======== TEXTO DO DOCUMENTO

Carlos Roberto/Arquivo Hoje em Dia
Cientista descreve a glândula de veveno da cobra como 'pequena empresa farmacêutica'
Cientista descreve a glândula de veveno da cobra como 'pequena empresa farmacêutica'

As cobras são capazes de transformar o próprio veneno em moléculas inofensivas com potencial para produzir remédios, revela uma nova pesquisa publicada recentemente, com implicações importantes para doenças como o câncer.

O estudo conjunto britânico-australiano sobre o sequenciamento do veneno e genes de tecido de cobras demonstrou que o veneno não só evolui de células regulares como pode produzir proteínas inofensivas.

Gavin Huttley, da equipe australiana, diz que esta foi a primeira vez em que o veneno das cobras demonstrou capacidade de recuar para tecidos regulares, o que constitui uma descoberta significativa para o desenvolvimento de medicamentos para tratar doenças como câncer e diabetes.

Fisiologia

O veneno das cobras costuma seguir os mesmos caminhos fisiológicos de muitas doenças humanas e, para Huttley, compreender como a molécula do veneno muda a sua forma pode ajudar os cientistas a desenvolver novos tratamentos.

Alguns venenos de cobra, por exemplo, fazem com que as células que guarnecem os vasos sanguíneos se separem e morram, inclusive aquelas que alimentam tumores cancerosos. E Huttley diz que descobrir como isto funciona poderá levar a tratamentos de câncer mais eficazes.

================
======== ITENS EXTRAÍDOS

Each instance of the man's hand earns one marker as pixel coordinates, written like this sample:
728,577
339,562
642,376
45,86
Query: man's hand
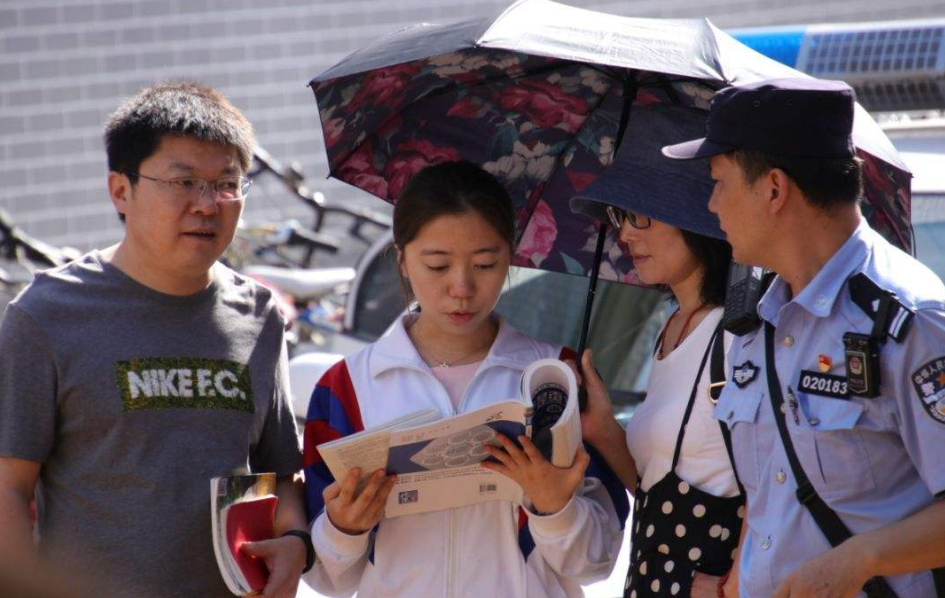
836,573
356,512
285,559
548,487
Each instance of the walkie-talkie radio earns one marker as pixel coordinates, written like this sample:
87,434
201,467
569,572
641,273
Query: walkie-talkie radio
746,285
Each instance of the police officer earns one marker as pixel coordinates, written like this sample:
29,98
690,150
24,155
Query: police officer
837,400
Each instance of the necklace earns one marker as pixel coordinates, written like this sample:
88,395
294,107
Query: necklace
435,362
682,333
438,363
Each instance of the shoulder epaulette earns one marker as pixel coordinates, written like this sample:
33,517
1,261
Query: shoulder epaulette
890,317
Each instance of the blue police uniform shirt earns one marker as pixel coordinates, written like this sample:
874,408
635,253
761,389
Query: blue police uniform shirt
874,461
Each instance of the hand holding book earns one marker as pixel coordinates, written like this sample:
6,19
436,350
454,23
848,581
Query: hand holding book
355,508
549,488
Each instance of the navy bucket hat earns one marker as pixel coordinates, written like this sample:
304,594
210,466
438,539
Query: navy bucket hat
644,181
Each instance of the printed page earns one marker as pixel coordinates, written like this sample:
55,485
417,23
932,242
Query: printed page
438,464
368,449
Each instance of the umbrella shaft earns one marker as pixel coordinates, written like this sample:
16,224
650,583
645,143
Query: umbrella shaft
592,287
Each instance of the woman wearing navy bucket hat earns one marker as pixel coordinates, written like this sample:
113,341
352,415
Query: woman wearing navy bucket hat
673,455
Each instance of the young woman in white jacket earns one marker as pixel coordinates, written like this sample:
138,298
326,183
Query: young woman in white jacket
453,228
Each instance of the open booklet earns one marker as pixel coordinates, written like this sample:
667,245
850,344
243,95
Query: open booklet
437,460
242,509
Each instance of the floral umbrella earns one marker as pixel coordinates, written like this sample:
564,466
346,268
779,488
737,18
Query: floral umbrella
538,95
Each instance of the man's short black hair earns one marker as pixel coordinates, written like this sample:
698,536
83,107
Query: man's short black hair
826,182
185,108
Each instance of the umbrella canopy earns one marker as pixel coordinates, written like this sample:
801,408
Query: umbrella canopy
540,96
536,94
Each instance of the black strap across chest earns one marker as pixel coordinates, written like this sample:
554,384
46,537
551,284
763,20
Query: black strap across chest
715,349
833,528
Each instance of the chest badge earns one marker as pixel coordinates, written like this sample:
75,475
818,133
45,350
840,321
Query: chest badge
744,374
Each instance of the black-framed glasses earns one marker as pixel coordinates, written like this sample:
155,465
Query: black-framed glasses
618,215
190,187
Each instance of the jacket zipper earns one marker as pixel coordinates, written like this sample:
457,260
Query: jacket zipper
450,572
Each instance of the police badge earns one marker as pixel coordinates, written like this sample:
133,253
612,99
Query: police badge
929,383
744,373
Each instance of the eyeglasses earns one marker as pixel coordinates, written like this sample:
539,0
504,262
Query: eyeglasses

================

*EXERCÍCIOS*
**1.** Liste todas as afirmações que o texto sobre veneno de cobra atribui a Gavin Huttley.
**2.** Devolva tudo o que vai de "As cobras são" até "produzir proteínas inofensivas." no texto sobre veneno de cobra.
**3.** Segundo o texto sobre veneno de cobra, de que equipe fazia parte Gavin Huttley?

*RESPOSTAS*
**1.**
- Esta foi a primeira vez em que o veneno das cobras demonstrou capacidade de recuar para tecidos regulares.
- Isso constitui uma descoberta significativa para o desenvolvimento de medicamentos para tratar doenças como câncer e diabetes.
- Compreender como a molécula do veneno muda a sua forma pode ajudar os cientistas a desenvolver novos tratamentos.
- Descobrir como alguns venenos fazem as células que guarnecem os vasos sanguíneos se separarem e morrerem poderá levar a tratamentos de câncer mais eficazes.

**2.**
As cobras são capazes de transformar o próprio veneno em moléculas inofensivas com potencial para produzir remédios, revela uma nova pesquisa publicada recentemente, com implicações importantes para doenças como o câncer.

O estudo conjunto britânico-australiano sobre o sequenciamento do veneno e genes de tecido de cobras demonstrou que o veneno não só evolui de células regulares como pode produzir proteínas inofensivas.

**3.** Da equipe australiana.